◆ **Document segment**
■ ■ ■ ■ ■
Kavin Bryan

Personal information
- Date of birth: 7 February 1984 (age 42)
- Place of birth: Kingston, Jamaica
- Height: 1.80 m (5 ft 11 in)
- Position: Striker

Senior career*
- Years: Team / Apps / (Gls)
- 2004–2006: Police Nationals
- 2006–2011: Harbour View /  / (34)
- 2009: → Notodden (loan) / 22 / (1)
- 2011: Sông Lam Nghệ An / 12 / (7)
- 2012: Hai Phong / 21 / (5)
- 2013: Sông Lam Nghệ An / 22 / (8)
- 2014: Vissai Ninh Bình
- 2014–2016: Hanoi / 7 / (1)
- 2015–2016: Harbour View / 2 / (0)
- 2017: York Region Shooters / 12 / (5)
- 2018–2022: Scarborough SC / 32 / (16)

International career^{‡}
- 2007–2012: Jamaica / 10 / (1)

= Kavin Bryan =

Jamaican international footballer (born 1984)

Kavin Bryan (born 7 February 1984) is a Jamaican former international footballer who played as a striker.

==Club career==

===Jamaica===
Bryan began his professional career in the KSAFA Super League in 2005 with Rae Town. His stint with Rae Town lasted three months, and he was transferred to Police Nationals during the winter transfer window. In the summer of 2006, he played in the Jamaican top-tier league by signing with Harbour View. In his debut season in the national league, he finished second in the scoring charts with 17 goals and assisted the club in securing the championship.

He re-signed with Harbour View the following season and contributed a goal in the quarterfinal match of the 2007 CFU Club Championship tournament against Portmore United. He also played in the final match of the Caribbean tournament, where Harbour View defeated Joe Public for the championship. In his third season with Harbour View, he appeared in the opening round of the 2008–09 CONCACAF Champions League, where they were defeated by Club Universidad Nacional.

In April 2009, he played abroad in Norway's 1. divisjon on a loan deal to Notodden FK. After a season in Scandinavia, he returned to the Jamaican top tier to resume play with Harbour View for the 2009-10 season. Throughout the season, he helped the Kingston-based club secure another league title. He returned for his fifth season with the club the following year. Though he had a shortened season in Jamaica, he returned to finish the 2010-11 campaign once his loan deal ended around November 2011.
■ ■ ■ ■ ■
◆ **Data records**

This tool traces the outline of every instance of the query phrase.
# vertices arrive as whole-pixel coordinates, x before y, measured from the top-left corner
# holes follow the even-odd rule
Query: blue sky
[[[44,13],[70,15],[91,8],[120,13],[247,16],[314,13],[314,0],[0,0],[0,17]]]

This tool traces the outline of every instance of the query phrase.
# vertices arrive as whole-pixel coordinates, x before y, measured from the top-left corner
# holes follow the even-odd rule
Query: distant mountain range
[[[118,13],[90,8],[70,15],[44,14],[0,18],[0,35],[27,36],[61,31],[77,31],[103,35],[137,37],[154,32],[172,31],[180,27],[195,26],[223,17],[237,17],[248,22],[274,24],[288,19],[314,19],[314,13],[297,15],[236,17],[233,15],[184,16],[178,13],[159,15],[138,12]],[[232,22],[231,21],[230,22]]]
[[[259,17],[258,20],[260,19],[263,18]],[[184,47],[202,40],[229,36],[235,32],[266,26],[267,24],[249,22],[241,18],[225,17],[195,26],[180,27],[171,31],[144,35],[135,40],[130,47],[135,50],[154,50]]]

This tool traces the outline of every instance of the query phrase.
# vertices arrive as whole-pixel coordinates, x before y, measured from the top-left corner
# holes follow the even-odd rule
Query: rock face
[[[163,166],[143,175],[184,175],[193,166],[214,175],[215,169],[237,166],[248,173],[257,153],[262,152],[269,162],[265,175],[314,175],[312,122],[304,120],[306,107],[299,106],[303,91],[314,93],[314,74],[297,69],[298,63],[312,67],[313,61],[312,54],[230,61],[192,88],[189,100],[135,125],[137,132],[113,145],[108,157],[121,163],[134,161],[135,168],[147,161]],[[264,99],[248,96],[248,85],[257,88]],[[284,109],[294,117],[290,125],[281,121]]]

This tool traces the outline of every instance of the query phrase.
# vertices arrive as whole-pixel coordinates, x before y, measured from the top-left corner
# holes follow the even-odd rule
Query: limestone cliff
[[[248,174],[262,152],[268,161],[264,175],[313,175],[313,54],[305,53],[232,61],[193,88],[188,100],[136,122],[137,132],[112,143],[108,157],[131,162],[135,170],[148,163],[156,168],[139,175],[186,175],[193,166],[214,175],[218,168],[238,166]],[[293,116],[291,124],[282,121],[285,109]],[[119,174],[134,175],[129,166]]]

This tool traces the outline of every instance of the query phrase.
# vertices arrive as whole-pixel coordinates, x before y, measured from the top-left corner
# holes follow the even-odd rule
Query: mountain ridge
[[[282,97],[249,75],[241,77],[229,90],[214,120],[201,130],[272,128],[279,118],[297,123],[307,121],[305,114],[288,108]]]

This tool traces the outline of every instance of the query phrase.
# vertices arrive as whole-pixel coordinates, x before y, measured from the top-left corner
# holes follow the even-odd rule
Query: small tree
■ ■ ■ ■ ■
◆ **Set of tasks**
1. According to the article on Kavin Bryan, how many goals did he score in his debut season in Jamaica's national league?
2. Continue the article on Kavin Bryan from where it stops.

◆ **Responses by task**
1. 17 goals

2.
=== Vietnam ===
His fifth season with Harbour View was shortened as he was loaned out abroad to the Vietnamese V.League 1 for Sông Lam Nghệ An. The club went on to claim the league title. He also played in the 2011 AFC Cup, where he recorded 3 goals in 3 appearances. In May 2011, Bryan broke his fibula while playing for Sông Lam Nghệ An. After failing to come to terms with Song Lam Nghe An, he departed after the conclusion of the season.

He returned to Vietnam for the 2012 season, where he secured a deal with Vicem Hai Phong. His tenure with Hai Phong lasted a single season as he departed from the club the following year. Bryan would return to his former team, Sông Lam Nghệ An, in 2013. He would appear in 22 matches and record 8 goals throughout the season. For the 2014 season, he signed with Vissai Ninh Bình. During his stint with Vissai Ninh Binh, he had another run in the Asian continental tournament.

In May 2014, Bryan left Vissai Ninh Bình for V.League 2 side Hanoi after the club was dissolved due to a match-fixing scandal. After a five-year run in Asia, he returned to his former club Harbour View for the 2015-16 season. He received another attempt in early 2016 to return to the Vietnamese top tier after securing a trial run with Dong Thap.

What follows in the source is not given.